Reproduce, character for character, everything from the line containing "--target window flower box" down to the line containing "92 226 L 92", including both of those lines.

+-------+

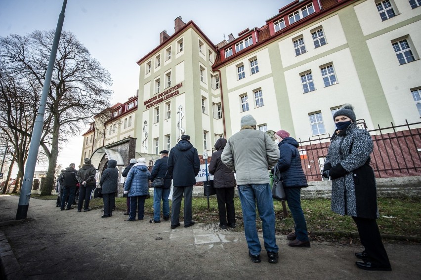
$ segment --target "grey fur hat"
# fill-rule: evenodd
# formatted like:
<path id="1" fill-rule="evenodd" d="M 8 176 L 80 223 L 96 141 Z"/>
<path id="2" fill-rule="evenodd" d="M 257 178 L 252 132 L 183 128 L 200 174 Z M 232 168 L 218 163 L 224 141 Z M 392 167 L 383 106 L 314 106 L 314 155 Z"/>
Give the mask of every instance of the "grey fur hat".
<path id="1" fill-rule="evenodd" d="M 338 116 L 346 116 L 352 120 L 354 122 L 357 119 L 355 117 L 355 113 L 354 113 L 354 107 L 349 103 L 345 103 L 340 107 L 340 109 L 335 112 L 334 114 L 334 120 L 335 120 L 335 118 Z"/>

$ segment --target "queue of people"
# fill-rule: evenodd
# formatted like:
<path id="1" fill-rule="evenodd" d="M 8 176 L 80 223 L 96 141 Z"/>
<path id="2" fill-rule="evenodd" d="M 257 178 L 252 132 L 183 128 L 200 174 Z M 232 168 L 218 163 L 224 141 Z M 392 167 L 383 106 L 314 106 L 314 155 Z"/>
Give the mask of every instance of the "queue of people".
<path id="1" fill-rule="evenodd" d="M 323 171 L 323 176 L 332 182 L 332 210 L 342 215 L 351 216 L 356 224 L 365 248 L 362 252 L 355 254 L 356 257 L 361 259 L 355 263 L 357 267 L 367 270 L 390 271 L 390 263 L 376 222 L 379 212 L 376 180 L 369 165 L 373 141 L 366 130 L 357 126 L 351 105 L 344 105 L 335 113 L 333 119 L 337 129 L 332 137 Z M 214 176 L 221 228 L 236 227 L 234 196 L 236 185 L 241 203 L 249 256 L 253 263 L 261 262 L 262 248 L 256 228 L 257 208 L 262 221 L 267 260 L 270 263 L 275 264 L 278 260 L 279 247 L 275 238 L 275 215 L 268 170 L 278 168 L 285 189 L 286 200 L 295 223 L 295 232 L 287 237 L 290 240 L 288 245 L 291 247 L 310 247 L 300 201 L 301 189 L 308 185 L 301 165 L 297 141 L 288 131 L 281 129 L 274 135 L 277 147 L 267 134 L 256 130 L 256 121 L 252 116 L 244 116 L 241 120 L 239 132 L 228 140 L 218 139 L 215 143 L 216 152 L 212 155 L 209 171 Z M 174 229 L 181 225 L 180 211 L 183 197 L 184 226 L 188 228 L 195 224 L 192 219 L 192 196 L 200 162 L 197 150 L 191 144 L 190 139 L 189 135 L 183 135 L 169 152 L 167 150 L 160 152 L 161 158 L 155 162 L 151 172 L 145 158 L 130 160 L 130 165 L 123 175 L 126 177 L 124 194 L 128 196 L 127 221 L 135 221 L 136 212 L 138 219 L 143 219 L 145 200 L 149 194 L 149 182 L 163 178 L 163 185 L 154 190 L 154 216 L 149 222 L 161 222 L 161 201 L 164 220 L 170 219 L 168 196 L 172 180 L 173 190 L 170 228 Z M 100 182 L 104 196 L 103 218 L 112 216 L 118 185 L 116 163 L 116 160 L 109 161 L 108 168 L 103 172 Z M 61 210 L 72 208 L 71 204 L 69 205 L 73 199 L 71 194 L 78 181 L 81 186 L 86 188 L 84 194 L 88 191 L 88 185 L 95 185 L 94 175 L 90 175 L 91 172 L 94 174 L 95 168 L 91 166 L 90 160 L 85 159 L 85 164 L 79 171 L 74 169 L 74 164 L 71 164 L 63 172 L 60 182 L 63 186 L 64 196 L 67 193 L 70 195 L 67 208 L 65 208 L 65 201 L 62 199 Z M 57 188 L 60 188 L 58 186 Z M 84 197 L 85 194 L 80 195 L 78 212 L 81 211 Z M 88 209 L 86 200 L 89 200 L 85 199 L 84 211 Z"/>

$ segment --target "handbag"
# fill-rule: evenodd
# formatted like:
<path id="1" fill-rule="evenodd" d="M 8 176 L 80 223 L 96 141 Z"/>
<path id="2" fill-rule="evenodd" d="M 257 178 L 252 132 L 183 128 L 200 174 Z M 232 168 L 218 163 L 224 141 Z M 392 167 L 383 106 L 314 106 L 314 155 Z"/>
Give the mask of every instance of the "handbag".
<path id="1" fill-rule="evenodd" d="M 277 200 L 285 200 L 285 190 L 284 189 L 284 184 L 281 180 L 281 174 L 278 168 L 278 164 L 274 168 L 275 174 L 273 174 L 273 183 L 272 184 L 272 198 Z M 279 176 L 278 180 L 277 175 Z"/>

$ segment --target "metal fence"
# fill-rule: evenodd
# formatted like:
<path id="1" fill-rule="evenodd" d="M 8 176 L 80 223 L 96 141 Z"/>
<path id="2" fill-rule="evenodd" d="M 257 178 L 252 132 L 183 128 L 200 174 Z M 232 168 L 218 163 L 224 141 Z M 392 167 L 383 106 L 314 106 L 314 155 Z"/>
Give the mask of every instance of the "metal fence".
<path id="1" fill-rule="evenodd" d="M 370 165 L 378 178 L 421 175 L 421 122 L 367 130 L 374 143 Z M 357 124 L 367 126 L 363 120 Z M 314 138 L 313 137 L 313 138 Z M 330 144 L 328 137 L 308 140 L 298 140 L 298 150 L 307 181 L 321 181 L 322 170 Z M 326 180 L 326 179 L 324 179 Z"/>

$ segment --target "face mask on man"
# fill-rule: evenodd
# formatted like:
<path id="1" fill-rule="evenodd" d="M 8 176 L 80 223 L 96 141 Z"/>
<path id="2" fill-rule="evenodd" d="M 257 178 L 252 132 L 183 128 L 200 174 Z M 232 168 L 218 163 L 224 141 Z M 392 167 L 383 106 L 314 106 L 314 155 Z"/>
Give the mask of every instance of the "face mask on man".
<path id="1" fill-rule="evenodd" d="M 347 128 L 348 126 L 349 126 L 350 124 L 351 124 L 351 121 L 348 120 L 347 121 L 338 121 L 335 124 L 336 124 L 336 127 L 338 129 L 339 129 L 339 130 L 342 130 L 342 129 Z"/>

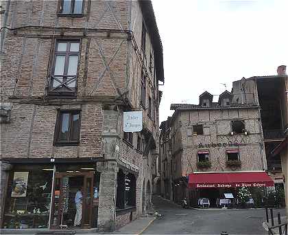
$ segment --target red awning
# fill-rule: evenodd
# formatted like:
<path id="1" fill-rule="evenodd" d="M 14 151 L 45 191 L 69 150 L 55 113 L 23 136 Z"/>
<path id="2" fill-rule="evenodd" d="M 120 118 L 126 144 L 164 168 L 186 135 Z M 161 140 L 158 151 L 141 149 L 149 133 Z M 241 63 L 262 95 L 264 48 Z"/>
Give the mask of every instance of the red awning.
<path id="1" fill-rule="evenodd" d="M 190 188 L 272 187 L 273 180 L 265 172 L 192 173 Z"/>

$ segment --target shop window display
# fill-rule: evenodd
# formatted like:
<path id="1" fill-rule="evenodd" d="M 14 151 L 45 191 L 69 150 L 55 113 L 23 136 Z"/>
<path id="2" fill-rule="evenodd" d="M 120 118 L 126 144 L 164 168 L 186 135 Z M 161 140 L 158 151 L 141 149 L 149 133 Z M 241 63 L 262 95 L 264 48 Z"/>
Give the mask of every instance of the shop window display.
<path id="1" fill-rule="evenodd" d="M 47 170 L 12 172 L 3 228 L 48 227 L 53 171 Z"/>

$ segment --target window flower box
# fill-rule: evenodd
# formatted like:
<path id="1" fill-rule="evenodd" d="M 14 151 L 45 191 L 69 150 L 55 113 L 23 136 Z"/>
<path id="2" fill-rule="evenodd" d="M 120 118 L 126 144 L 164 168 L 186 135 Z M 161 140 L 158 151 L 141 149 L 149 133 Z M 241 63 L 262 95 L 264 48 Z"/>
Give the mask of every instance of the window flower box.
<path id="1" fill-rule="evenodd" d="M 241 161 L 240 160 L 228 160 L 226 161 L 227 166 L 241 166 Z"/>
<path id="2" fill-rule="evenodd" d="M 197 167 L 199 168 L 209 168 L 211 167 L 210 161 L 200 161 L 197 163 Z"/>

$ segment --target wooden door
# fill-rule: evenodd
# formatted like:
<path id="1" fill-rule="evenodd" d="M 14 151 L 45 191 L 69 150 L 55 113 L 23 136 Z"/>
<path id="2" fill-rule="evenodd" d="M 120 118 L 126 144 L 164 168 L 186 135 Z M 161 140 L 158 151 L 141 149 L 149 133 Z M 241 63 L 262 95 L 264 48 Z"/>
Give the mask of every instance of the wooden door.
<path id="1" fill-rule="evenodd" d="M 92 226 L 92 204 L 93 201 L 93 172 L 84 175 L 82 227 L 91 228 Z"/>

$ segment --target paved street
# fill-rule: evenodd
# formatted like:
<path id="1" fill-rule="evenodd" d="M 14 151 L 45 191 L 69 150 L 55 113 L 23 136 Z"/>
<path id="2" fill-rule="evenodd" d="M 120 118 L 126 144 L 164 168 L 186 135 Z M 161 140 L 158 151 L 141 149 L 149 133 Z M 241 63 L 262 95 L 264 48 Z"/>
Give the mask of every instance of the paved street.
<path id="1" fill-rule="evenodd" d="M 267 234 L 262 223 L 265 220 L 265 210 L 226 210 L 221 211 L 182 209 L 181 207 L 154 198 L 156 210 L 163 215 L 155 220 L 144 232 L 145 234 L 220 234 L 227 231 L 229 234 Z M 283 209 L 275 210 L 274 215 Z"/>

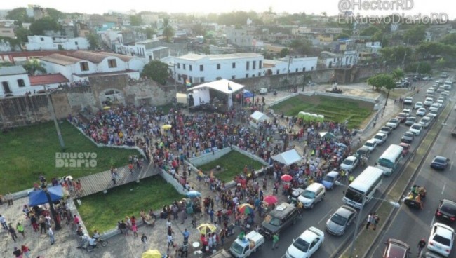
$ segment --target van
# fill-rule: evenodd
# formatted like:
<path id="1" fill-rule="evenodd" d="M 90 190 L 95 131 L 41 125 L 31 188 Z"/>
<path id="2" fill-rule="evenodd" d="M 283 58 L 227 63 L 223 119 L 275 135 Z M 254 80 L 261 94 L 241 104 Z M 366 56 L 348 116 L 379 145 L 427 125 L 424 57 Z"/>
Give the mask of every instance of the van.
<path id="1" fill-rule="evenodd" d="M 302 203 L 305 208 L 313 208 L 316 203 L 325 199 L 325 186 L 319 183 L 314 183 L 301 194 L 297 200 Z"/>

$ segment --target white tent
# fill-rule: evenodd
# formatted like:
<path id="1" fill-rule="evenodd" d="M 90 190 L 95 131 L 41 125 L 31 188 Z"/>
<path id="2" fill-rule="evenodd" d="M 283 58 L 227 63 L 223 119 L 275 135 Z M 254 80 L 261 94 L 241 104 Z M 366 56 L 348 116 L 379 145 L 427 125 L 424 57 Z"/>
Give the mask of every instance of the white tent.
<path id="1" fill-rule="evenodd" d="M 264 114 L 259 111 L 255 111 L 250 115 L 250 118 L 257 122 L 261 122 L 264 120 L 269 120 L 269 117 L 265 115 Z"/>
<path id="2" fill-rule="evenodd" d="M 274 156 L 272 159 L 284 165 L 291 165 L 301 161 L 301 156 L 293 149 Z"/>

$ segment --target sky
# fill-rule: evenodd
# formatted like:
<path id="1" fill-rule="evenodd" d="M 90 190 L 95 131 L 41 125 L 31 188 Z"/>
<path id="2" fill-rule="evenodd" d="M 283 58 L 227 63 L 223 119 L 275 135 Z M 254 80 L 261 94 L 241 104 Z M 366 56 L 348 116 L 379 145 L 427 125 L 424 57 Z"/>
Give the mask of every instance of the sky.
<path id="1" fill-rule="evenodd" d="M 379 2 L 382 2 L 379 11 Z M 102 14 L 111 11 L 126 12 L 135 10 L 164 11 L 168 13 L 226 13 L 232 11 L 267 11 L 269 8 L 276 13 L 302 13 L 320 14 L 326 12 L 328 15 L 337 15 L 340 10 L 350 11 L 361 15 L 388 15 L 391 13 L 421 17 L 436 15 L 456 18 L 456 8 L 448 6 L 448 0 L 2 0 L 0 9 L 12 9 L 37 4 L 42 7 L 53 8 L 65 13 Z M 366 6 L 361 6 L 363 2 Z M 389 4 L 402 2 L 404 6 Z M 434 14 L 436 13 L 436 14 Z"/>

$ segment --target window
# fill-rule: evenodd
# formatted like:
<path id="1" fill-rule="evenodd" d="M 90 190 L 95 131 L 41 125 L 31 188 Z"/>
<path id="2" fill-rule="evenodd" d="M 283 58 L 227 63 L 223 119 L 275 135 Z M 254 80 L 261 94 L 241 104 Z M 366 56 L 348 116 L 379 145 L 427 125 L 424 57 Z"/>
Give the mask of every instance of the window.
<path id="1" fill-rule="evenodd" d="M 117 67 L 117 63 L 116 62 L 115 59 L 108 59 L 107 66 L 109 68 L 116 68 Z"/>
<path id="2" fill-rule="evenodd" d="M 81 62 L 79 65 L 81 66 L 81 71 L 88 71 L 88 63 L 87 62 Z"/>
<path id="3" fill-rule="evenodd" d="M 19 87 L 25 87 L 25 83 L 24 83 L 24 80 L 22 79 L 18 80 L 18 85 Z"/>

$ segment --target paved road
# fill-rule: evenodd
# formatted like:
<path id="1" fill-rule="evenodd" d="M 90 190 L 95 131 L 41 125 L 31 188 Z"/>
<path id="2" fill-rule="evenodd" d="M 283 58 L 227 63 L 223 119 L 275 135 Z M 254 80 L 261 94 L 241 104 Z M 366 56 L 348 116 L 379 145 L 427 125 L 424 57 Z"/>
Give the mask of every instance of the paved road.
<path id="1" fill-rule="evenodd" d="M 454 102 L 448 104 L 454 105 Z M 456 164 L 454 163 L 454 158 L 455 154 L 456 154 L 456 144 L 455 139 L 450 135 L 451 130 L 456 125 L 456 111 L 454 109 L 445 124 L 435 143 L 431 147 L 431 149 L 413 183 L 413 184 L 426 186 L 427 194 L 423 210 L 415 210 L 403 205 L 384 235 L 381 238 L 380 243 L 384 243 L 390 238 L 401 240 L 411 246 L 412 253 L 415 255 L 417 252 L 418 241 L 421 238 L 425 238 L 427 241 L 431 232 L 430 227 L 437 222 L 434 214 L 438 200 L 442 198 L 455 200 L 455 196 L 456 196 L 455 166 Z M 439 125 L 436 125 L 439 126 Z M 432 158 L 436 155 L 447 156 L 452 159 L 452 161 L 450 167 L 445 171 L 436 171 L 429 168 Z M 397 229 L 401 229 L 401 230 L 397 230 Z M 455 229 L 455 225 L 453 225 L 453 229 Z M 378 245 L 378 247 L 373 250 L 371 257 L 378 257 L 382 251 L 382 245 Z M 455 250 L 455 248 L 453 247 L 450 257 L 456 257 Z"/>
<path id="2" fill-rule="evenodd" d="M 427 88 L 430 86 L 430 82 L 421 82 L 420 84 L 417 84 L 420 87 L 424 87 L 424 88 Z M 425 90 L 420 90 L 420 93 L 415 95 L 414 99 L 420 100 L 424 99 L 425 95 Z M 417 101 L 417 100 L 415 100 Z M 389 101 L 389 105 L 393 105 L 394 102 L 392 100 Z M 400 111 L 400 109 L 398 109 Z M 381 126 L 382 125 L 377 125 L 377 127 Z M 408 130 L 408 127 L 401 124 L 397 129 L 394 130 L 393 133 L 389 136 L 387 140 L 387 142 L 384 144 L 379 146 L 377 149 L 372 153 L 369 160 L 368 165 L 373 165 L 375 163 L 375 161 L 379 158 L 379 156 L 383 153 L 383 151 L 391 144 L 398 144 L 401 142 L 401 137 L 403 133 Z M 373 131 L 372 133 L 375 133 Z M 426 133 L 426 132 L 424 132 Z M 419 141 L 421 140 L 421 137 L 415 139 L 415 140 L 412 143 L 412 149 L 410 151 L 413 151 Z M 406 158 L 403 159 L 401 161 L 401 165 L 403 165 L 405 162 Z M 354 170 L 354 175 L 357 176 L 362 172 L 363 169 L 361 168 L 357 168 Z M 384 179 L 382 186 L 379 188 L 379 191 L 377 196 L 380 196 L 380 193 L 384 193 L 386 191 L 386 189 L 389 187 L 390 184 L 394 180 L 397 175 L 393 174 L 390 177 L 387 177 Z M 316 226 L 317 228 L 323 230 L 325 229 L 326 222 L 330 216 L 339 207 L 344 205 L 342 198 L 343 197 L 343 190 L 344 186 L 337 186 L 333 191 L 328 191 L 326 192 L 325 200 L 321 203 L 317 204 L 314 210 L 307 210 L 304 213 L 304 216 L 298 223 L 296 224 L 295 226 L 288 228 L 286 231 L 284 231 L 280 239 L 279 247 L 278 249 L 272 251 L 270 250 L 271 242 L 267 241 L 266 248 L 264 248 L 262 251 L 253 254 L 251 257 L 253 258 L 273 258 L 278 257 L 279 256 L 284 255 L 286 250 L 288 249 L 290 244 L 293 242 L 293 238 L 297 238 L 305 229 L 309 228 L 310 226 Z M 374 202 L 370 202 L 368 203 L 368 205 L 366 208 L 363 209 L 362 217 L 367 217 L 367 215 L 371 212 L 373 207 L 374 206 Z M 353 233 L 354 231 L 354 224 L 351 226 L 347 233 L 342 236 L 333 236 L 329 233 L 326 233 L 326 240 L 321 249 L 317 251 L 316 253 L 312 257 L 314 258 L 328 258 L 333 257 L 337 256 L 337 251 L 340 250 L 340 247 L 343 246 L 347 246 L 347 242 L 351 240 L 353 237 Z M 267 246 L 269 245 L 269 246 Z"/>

+-------+

# Solution below
$ segment --target window flower box
# fill-rule: evenodd
# formatted like:
<path id="1" fill-rule="evenodd" d="M 14 151 L 45 191 L 69 150 L 55 113 L 23 136 Z"/>
<path id="2" fill-rule="evenodd" d="M 120 118 L 126 144 L 164 168 L 186 135 Z M 161 140 L 158 151 L 141 149 L 149 133 Z M 241 63 L 262 95 L 264 48 Z"/>
Give the mask of every instance of the window flower box.
<path id="1" fill-rule="evenodd" d="M 241 161 L 240 160 L 228 160 L 226 161 L 227 166 L 241 166 Z"/>
<path id="2" fill-rule="evenodd" d="M 197 167 L 199 168 L 209 168 L 211 167 L 210 161 L 200 161 L 197 163 Z"/>

$ segment --target wooden door
# fill-rule: evenodd
# formatted like:
<path id="1" fill-rule="evenodd" d="M 14 151 L 45 191 L 69 150 L 55 113 L 23 136 Z"/>
<path id="2" fill-rule="evenodd" d="M 120 118 L 126 144 L 164 168 L 186 135 Z M 161 140 L 158 151 L 141 149 L 149 133 Z M 241 63 L 262 95 L 264 48 Z"/>
Give the mask of every instance of the wooden door.
<path id="1" fill-rule="evenodd" d="M 92 226 L 92 204 L 93 201 L 93 172 L 84 175 L 82 227 L 91 228 Z"/>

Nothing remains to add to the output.